[BEGIN Given data]
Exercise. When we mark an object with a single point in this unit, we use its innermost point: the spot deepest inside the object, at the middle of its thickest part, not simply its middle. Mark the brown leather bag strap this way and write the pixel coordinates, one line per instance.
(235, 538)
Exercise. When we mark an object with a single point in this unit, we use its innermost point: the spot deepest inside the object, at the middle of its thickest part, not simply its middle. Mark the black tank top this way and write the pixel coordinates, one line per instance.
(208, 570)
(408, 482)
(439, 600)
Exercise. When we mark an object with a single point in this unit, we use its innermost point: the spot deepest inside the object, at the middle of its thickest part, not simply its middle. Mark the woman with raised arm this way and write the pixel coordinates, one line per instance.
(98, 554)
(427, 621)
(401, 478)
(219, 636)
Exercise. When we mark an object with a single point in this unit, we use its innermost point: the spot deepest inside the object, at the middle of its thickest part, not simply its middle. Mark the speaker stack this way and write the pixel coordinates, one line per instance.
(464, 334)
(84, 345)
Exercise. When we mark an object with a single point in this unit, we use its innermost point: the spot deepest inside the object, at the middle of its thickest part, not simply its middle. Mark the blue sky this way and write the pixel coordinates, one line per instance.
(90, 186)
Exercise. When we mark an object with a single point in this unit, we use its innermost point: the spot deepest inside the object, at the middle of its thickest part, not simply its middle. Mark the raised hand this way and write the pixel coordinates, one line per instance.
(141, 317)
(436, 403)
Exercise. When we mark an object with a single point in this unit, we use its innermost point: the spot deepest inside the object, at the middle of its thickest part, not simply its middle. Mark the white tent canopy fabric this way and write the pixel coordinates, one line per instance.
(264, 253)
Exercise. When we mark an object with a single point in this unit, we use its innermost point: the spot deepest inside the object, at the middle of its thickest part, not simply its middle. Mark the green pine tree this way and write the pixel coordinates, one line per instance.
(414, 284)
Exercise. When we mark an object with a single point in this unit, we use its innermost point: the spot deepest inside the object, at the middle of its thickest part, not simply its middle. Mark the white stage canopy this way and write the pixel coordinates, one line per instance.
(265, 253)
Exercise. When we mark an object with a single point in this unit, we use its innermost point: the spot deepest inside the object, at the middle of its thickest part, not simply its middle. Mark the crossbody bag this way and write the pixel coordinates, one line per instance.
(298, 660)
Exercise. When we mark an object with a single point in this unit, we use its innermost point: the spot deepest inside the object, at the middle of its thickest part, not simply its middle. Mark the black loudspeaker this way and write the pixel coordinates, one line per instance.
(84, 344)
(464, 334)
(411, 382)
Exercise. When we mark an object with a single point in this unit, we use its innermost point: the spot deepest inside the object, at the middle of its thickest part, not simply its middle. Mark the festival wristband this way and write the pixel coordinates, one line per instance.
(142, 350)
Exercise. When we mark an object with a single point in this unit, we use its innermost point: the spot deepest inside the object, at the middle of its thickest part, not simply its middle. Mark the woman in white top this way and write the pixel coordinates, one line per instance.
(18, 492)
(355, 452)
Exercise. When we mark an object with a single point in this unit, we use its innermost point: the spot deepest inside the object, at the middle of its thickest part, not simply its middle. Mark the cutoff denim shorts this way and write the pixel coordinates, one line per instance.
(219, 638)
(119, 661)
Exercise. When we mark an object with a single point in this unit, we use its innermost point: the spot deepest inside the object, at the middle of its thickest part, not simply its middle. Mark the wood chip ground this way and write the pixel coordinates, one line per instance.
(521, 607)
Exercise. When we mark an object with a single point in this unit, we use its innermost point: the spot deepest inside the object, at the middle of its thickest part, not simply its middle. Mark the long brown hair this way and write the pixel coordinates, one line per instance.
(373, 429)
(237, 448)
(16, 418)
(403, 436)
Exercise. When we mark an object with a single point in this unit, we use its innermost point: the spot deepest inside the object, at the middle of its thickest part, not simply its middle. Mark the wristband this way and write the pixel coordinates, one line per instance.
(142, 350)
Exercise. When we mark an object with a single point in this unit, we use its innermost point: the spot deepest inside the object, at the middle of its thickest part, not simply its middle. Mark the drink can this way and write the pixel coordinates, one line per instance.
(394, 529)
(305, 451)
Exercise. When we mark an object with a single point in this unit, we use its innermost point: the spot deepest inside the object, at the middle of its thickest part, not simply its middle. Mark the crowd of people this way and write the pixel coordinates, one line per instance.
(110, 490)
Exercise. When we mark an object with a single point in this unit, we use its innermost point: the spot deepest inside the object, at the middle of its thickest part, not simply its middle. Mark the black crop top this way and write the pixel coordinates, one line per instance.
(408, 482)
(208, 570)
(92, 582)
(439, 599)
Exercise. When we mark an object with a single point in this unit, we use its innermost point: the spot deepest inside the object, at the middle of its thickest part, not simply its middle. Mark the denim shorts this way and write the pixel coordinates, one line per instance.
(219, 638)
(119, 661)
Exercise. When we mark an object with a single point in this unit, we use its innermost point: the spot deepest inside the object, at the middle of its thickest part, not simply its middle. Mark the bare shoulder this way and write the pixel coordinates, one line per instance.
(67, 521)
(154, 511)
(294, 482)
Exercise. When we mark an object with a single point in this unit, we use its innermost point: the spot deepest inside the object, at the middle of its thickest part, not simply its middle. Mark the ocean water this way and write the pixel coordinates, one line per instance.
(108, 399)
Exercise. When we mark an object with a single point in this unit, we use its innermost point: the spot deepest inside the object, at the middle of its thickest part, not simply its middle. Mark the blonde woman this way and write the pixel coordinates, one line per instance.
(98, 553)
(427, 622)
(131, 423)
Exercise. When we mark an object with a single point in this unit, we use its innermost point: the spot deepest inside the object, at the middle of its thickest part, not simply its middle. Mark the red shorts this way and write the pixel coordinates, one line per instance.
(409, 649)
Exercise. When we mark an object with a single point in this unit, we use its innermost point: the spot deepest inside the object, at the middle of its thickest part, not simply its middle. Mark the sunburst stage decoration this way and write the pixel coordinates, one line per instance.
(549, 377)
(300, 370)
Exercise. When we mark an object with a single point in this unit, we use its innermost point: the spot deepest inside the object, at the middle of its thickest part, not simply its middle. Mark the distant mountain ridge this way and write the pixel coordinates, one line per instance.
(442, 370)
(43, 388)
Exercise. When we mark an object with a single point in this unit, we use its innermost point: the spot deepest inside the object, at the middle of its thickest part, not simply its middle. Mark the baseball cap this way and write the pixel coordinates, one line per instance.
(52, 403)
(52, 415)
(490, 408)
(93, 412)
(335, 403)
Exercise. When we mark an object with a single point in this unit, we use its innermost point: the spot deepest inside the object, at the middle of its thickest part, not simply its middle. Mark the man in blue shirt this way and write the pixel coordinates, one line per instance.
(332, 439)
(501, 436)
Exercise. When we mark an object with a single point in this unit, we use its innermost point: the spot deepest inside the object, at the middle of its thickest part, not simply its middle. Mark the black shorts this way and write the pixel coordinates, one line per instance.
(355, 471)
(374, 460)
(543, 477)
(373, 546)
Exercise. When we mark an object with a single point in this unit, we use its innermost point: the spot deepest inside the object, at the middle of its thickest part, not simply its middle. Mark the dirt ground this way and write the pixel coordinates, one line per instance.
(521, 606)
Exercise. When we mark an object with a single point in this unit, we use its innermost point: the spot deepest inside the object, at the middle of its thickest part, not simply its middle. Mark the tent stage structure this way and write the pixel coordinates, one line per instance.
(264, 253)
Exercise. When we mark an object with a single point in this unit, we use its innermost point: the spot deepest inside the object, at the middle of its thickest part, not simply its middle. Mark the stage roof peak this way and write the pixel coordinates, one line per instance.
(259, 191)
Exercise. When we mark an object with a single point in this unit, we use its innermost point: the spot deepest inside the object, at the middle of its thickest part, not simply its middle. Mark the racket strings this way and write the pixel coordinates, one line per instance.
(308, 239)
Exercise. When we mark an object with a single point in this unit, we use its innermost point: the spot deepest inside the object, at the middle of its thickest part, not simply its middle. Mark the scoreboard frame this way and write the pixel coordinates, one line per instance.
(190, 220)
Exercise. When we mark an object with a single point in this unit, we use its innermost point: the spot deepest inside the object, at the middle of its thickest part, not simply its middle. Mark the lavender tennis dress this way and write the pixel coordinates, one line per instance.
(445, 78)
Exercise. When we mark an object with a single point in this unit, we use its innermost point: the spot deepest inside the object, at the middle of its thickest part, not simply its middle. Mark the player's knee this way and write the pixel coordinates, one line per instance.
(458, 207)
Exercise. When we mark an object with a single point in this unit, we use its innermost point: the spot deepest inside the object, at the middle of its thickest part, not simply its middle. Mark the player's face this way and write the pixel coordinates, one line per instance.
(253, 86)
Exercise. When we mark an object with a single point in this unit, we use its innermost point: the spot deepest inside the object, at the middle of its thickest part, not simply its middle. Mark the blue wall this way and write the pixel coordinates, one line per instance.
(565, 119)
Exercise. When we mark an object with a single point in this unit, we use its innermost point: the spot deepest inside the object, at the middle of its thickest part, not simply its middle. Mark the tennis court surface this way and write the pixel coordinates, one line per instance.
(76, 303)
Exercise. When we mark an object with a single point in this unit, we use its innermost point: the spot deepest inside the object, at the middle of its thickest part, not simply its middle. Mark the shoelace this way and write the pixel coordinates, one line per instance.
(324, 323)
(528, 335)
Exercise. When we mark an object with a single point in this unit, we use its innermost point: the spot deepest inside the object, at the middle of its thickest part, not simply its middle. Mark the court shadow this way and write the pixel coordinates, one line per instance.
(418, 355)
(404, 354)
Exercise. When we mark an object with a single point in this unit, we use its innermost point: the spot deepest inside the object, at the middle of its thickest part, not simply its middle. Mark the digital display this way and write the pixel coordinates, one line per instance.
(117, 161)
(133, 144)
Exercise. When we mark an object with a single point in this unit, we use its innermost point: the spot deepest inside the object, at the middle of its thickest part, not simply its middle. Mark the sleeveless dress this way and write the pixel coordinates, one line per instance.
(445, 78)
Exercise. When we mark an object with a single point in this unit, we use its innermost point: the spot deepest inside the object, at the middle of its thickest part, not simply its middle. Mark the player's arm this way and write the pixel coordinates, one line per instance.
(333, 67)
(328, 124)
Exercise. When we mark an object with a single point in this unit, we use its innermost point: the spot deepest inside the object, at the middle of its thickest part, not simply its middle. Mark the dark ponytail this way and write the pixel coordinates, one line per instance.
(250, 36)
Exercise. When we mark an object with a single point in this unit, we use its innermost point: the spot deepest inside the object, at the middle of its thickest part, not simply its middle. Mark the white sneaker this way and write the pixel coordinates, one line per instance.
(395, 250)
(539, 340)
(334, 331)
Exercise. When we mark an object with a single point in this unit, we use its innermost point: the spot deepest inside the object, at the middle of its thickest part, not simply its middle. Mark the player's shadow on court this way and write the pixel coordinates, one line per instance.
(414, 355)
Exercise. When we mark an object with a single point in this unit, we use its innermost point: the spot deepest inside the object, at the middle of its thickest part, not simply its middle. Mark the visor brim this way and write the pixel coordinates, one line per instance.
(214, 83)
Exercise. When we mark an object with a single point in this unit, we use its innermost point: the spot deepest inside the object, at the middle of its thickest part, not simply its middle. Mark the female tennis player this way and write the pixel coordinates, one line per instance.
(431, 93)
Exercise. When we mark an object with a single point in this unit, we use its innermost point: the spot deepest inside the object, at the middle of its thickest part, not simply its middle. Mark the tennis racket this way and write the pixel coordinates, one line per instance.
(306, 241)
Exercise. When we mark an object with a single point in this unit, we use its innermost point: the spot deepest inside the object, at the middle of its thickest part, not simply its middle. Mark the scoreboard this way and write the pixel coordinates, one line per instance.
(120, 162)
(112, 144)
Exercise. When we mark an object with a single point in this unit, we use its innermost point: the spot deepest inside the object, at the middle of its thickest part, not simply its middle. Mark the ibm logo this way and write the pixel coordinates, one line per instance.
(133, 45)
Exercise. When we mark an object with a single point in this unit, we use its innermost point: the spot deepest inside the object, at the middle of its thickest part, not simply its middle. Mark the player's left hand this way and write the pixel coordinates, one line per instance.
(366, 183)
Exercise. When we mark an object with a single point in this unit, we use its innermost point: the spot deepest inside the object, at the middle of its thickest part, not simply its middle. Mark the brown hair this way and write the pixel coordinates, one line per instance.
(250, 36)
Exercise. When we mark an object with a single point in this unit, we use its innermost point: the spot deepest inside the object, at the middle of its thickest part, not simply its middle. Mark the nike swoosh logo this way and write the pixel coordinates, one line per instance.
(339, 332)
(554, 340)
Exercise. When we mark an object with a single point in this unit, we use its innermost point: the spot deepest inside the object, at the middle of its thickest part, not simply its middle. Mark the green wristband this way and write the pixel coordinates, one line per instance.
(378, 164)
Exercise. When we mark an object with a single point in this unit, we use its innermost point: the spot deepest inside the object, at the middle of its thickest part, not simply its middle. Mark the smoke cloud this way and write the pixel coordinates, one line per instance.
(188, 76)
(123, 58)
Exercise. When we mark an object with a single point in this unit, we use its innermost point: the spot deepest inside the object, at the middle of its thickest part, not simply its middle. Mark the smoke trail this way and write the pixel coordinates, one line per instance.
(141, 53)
[END Given data]
Quote every line from the line containing "the player's left" through the closing line of the listing, including both.

Exercise. When we mark an object with a single point in this unit, we use its innermost point: the spot deepest inside the object, at the middle of its thickest part, not simply its middle. Mark the player's left hand this way and write the pixel coordinates, one line per instance.
(366, 183)
Exercise. When we mark an object with a single point in this unit, we use its innermost point: the spot deepest inside the object, at the middle of its thickest part, not simply its middle. Mark the brown hair this way and write the pixel coordinates, one line per instance.
(250, 36)
Exercise. When we mark an object with a single point in this unit, we use its innermost point: the spot deepest inside the object, at the middle of its thickest part, not simply its middle. Mark the nike swoosh logo this way and write the pixel coordinates, one line per instance.
(339, 332)
(554, 340)
Exercise. When we mark an object with a single point in this unit, we use its innermost point: the spot deepest inside the object, at the middle of its thickest part, not simply its middle. Mark the green wristband this way and write the pixel coordinates, one line per instance.
(378, 164)
Exercise. When we mark an object with a single point in this unit, we use its innermost point: the spot deepest inside the object, at the middle of its thickest part, not simply its middle. Mark the smoke cloud this way and write the pixel coordinates, one line per instance.
(188, 76)
(123, 58)
Exercise. When we mark an object with a single point in this unit, we use its innermost point: the spot deepest inside the object, at the middle of its thickest part, not simply its middle. Mark the smoke trail this way and write the pixel coordinates, one line per instance.
(141, 53)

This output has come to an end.